# YOUR GOAL
Copy the listing out exactly as shown.

# EXERCISE DATA

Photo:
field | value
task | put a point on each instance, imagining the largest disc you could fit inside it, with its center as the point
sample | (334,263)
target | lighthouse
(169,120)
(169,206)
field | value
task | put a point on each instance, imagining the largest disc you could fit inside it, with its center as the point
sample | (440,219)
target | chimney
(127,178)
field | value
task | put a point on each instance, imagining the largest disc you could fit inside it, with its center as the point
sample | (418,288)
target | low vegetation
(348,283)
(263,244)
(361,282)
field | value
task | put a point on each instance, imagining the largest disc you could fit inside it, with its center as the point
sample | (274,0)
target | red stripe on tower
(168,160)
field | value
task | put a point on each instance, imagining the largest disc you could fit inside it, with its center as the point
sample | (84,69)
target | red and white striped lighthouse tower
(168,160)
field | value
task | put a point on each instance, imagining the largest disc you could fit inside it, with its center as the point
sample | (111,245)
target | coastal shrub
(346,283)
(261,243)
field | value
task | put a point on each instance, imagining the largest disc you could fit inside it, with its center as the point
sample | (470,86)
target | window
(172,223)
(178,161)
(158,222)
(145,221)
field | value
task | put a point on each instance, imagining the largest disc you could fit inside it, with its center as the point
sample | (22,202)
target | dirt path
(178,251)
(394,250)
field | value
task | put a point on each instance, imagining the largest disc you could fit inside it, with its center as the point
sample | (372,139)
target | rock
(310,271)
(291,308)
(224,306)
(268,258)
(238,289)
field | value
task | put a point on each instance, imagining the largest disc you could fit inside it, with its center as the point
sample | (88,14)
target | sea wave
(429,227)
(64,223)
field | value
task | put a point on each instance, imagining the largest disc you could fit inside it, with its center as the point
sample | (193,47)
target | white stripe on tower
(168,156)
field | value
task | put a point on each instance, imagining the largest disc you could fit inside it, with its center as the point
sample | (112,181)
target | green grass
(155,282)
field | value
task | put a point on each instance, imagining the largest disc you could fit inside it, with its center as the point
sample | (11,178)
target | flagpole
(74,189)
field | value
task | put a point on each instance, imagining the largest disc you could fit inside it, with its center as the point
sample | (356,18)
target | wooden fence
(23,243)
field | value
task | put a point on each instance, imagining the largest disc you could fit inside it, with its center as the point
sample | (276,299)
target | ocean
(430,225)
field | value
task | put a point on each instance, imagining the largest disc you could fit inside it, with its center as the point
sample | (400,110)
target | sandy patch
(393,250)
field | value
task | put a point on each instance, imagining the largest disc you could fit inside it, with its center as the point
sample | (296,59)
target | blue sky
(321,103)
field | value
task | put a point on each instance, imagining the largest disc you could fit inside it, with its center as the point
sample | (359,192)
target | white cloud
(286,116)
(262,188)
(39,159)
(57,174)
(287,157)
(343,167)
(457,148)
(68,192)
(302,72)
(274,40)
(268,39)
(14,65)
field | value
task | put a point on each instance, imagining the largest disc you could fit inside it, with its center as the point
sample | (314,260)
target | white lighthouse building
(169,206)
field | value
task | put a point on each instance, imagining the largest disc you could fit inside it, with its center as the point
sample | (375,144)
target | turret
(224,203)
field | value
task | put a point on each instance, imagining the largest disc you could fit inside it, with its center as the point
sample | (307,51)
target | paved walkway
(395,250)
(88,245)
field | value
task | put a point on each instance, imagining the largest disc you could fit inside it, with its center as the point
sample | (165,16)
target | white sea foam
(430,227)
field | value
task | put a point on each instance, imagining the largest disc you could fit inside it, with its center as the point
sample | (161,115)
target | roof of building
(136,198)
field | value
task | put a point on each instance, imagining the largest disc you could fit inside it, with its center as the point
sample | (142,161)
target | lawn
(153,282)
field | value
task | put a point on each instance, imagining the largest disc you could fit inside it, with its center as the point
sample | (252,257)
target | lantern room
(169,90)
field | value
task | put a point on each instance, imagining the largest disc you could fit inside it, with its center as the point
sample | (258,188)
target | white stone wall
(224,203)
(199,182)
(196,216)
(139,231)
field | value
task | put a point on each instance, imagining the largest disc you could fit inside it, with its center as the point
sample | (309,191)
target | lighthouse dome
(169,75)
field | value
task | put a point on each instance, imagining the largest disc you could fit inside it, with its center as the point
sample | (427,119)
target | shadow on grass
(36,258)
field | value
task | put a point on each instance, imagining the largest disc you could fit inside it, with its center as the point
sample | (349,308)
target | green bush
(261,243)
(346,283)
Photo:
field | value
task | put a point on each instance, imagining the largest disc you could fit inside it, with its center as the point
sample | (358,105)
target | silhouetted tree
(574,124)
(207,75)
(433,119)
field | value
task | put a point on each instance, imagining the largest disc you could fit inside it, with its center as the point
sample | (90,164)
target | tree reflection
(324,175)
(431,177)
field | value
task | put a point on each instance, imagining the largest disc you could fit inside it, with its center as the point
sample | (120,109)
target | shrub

# EXPECTED ANSWER
Photo:
field | value
task | put a point on each instance, imagining the largest disc you could fit inside it, with its center as the point
sample | (334,263)
target | lighthouse
(169,120)
(169,206)
field | value
task | put a point on each instance, imagining the largest disc you could fit inside it, with its center as the point
sample | (440,219)
target | chimney
(127,178)
field | value
task | put a point on each instance, imagining the largest disc you could fit inside it, with its center as the point
sample | (418,288)
target | low vegetation
(348,283)
(263,244)
(361,282)
field | value
task | put a point on each instance, imagining the largest disc you could fit inside it, with its center as the point
sample | (274,0)
target | red stripe on tower
(168,160)
field | value
task | put a point on each instance, imagining the largest disc you could fit inside it, with its center as the point
sample | (84,69)
target | red and white striped lighthouse tower
(168,160)
field | value
task | put a point on each instance, imagining the largest disc you could fit inside it, with its center as the point
sample | (111,245)
target | coastal shrub
(346,283)
(261,243)
field | value
task | put a point on each instance, imagining the largest disc you could fit inside it, with its center as the point
sample | (470,86)
target | window
(172,223)
(178,161)
(158,222)
(145,221)
field | value
task | put a point on each instance, imagining the largest disc you could fit inside it, with its center as the point
sample | (22,202)
target | dirt path
(178,251)
(394,250)
field | value
task | put a point on each instance, imagining the largest disc you could fit inside it, with its center as the point
sample | (372,139)
target | rock
(310,271)
(291,308)
(224,306)
(268,258)
(238,289)
field | value
task | put a point on each instance, imagining the largest disc you could fit inside it, with its center as the point
sample | (88,14)
target | sea wave
(429,227)
(64,223)
field | value
task | put a point on each instance, imagining the largest disc you could fit inside it, with its center as the point
sample | (193,47)
target | white stripe on tower
(168,156)
field | value
task | put a point on each instance, imagining the largest disc you could fit inside it, with its center as the point
sample | (112,181)
target | green grass
(155,282)
field | value
task | put a point on each instance, imagining the largest disc you could fit inside it, with its center as the point
sample | (11,178)
target | flagpole
(74,189)
field | value
task | put a point on each instance, imagining the largest disc you could fit inside it, with its center as the point
sample | (356,18)
target | wooden fence
(23,243)
field | value
task | put a point on each instance, imagining the largest disc you could fit inside it, with its center as the point
sample | (276,299)
target | ocean
(430,225)
field | value
task | put a point on each instance, imagining the largest disc you could fit inside it, with its center as the point
sample | (400,110)
target | sandy patch
(393,250)
field | value
task | put a point on each instance, imagining the largest disc you could fit inside it, with its center as the point
sample | (296,59)
target | blue sky
(321,103)
field | value
task | put a point on each instance, imagining the largest disc you could fit inside it, with its center as the point
sample | (359,192)
target | white cloud
(286,116)
(262,188)
(39,159)
(57,174)
(287,157)
(343,167)
(457,148)
(68,192)
(302,72)
(274,40)
(268,39)
(14,65)
field | value
task | put a point on each instance, imagining the largest disc you could fit inside it, with its center as the point
sample | (314,260)
target | white lighthouse building
(169,206)
field | value
task | put a point on each instance, imagining the largest disc you could fit inside it, with its center as the point
sample | (375,144)
target | turret
(224,203)
field | value
task | put a point on each instance, imagining the largest disc you could fit inside it, with its center as the point
sample | (307,51)
target | paved walkway
(395,250)
(88,245)
field | value
task | put a point on each instance, imagining the largest disc you could fit inside it, with its center as the point
sample | (165,16)
target | white sea foam
(430,227)
field | value
task | put a point on each instance, imagining the largest disc you could fit inside it, with its center as the point
sample | (161,115)
target | roof of building
(136,198)
field | value
task | put a point on each instance, imagining the largest disc you could fit inside it, with its center as the point
sample | (142,161)
target | lawn
(153,282)
field | value
task | put a point on each instance, imagining the largest disc you could fit inside it, with its center as the point
sample | (252,257)
target | lantern room
(169,90)
field | value
task | put a point on each instance, imagining the largest disc you could fit inside it, with its center as the point
sample | (258,188)
target | white stone wall
(224,203)
(199,182)
(196,216)
(139,231)
field | value
task | put a point on each instance, imagining the largest disc you could fit inside it, with its center as the point
sample | (309,191)
target | lighthouse dome
(169,75)
field | value
task | put a point on each instance, imagining the largest disc you could fit inside it, with its center as the point
sample | (427,119)
target | shadow on grass
(36,258)
field | value
task | put a point on each instance, imagining the largest disc you could fit inside it, with its center as the point
sample | (349,308)
target | green bush
(261,243)
(346,283)
Photo:
field | value
task | put a point on each instance, imagining the largest disc you could fit inside it, with its center as the point
sample | (358,105)
target | silhouetted tree
(574,124)
(207,75)
(433,119)
field | value
task | put a point on each instance, imagining the largest disc you could fit inside it, with its center as the point
sample | (90,164)
target | tree reflection
(324,175)
(431,177)
field | value
task | put a point on each instance, imagining the largest disc you could fit inside it, with its center as the point
sample | (120,109)
target | shrub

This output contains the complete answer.